== WHAT YOU WILL DO ==
- 1) In two sentences, summarize the captions on Ottmar Obermaier's figures.
- 2) Decide whether each statement agrees with the captions on Ottmar Obermaier's figures. Answer yes or no and quote the words that decide it.
(a) 'Der Sieger' was a plaster statue.
(b) Josef Vietze's painting is held by the US Army Center of Military History in Washington.
(c) The bronze 'Fencer' stands 60 cm tall including its base.
- 3) Extend the captions on Ottmar Obermaier's figures past their final line.

== TEXT TO READ ==
Left: Ottmar Obermaier, ‘Der Sieger’. GDK 1937, room 2. Plaster statue. Depicted in ‘Der Tagesspiegel’, 25 October 2011.
Right: Ottmar Obermaier, ‘The Victress’ (‘Die Siegerin’, also named ‘Figur für das Grabmal eines Jägers’). GDK 1939, room 8. Bought by Adolf Hitler for 13.500 RM.
   

Ottmar Obermaier, ‘Der Fechter’ (‘The Fencer’). Allach porcelain desigened by Obermaier. An example of an Allach figure ‘Der Fechter, is portrayed in the background of this painting (left) by Josef Vietze, displayed at the GDK 1941. The painting is in the possession of the US Army Center of Military History, Washington. Depicted is SS-Gruppenführer Reinhard Heydrich, who was a fanatic fencer himself. In the SS, sports and being able-bodied were rather popular as they were preparation for the fight. Also depicted in ‘Das Bild’, 1941.
   

Ottmar Obermaier, ‘Der Fencer’, executed in bronze. Height including base: 45 cm. Bronze version of the famous figure by the Allach Porcelain Manufactory.

[Records of labeled points]

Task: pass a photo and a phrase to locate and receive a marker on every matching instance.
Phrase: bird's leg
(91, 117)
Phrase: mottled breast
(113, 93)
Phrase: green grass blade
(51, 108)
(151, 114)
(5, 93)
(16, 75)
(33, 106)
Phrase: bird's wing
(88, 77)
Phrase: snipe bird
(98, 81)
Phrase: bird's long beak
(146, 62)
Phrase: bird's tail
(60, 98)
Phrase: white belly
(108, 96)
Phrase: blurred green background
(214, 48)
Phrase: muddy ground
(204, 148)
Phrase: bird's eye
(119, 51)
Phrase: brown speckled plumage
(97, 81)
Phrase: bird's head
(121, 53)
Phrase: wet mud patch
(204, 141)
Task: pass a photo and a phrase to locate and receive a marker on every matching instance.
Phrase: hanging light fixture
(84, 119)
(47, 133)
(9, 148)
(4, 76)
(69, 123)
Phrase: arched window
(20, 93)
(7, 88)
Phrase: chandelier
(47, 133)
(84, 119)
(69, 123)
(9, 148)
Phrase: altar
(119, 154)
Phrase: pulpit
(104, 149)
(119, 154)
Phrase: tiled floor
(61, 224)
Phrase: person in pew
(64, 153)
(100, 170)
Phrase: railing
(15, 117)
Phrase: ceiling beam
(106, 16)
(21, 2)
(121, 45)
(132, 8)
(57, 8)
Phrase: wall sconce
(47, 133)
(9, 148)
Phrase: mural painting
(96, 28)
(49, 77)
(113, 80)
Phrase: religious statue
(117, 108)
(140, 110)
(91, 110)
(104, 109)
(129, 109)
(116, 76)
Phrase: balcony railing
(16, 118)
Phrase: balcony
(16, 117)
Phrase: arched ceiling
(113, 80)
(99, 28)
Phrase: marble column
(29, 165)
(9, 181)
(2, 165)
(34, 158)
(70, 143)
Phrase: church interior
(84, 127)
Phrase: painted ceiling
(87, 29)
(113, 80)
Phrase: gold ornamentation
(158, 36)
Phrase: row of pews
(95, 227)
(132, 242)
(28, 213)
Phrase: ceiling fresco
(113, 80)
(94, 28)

== EXPECTED RESPONSES ==
- 1) Ottmar Obermaier's statues 'Der Sieger' and 'The Victress' were shown at the GDK in 1937 and 1939, and Adolf Hitler bought 'The Victress' for 13.500 RM. His figure 'Der Fechter' ('The Fencer') exists in Allach porcelain and in bronze, and an Allach example appears in the background of a painting by Josef Vietze of SS-Gruppenführer Reinhard Heydrich, displayed at the GDK 1941.

- 2)
(a) Yes: "Plaster statue."
(b) Yes: "The painting is in the possession of the US Army Center of Military History, Washington."
(c) No: "Height including base: 45 cm."

- 3)
This bronze version was presented by Heydrich himself in 1937 to the best fencer in Germany. Later owned by Franz Nagy (1888 – 1959), one of the first directors of the Allach Porcelain Manufactory (Nagy also owned the ‘Victor’ in bronze). Sold by a German auction house in 2008.
   

Left: Oberführer Karl Diebitsch, looking at the Allach figure ‘Der Fencer’ designed by Ottmar Obermaier. Diebitsch founded, together with his business partner Franz Nagy, the Allach Porcelain Manufactory. The photo was published in the ‘SS Kalender 1939’; the text right on top reads: ‘Display-cabinet of the SS-Porzellanmanufaktur Allach’.
Right: Ottmar Obermaier, bronze and porcelain version of ‘Der Fencer’.
  

Left: Ottmar Obermaier, ‘Meister im Wurf’ (‘Master of the Throw’), GDK 1940, room 2
Right: Ottmar Obermaier, ‘Jung-Deutschland’. GDK 1939, room 8. Bought by Hitler for 15,000 RM.
  

Left: Ottmar Obermaier, ‘Schreitendes Mädchen’ (‘Striding Girl’), Allach porcelain, made in 1931. It evokes both the physical strength and beauty of the German female while harkening back to the Greek ideal.
Right: The original bronze cast was exhibited in the GDK 1939, room 2. Nowadays the original ‘Schreitendes Mädchen’ is on the grounds of the Nordbad, a swimming pool in Munich.
   

Left: Ottmar Obermaier, ‘Deutscher Mutter’. Cast in bronze, GDK 1939, room 6. Depicted here in an information Brochure of ‘Lebensborn’, 1936. Lebensborn was a state-supported association with the aim of raising the birth rate of “Aryan” children from extramarital relations of “racially pure and healthy” parents on the basis of Nazi racial hygiene and health ideology.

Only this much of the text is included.